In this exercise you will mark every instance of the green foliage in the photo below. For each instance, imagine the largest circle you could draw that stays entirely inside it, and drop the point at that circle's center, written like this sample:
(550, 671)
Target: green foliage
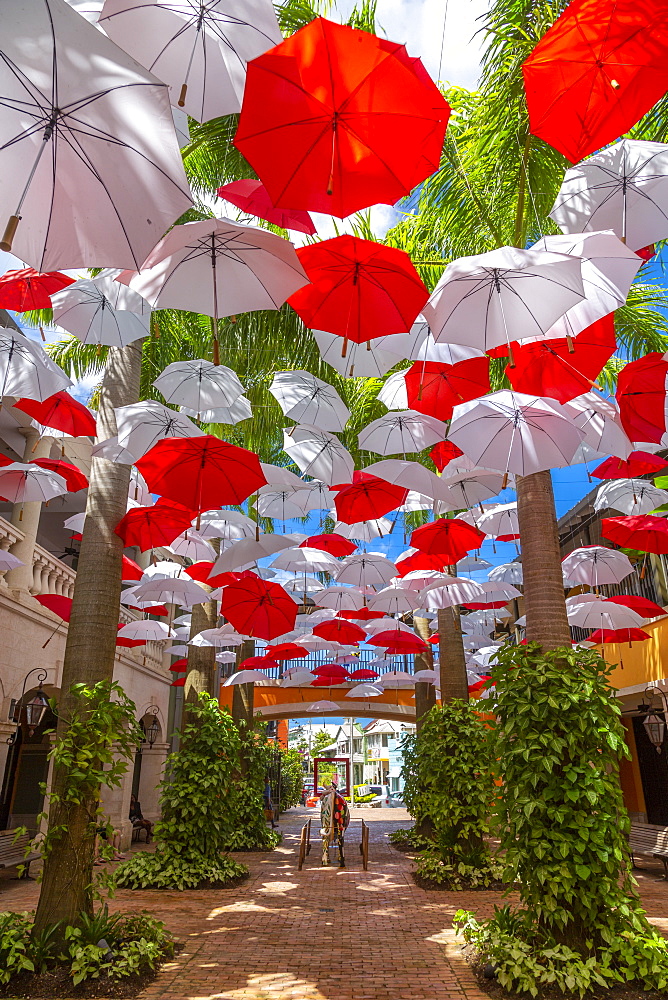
(448, 782)
(292, 777)
(133, 942)
(563, 829)
(195, 802)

+++

Activity:
Go through the entries above and output them exactly, without pictures.

Written solution:
In this exercise you will mark every instance of the green foliage in the photo below. For each instance, imagine the largest circle you could draw that stays entirely inside it, and drop the point at that circle's center, written like this sample:
(550, 671)
Target: green foliage
(448, 782)
(292, 777)
(133, 942)
(563, 829)
(195, 802)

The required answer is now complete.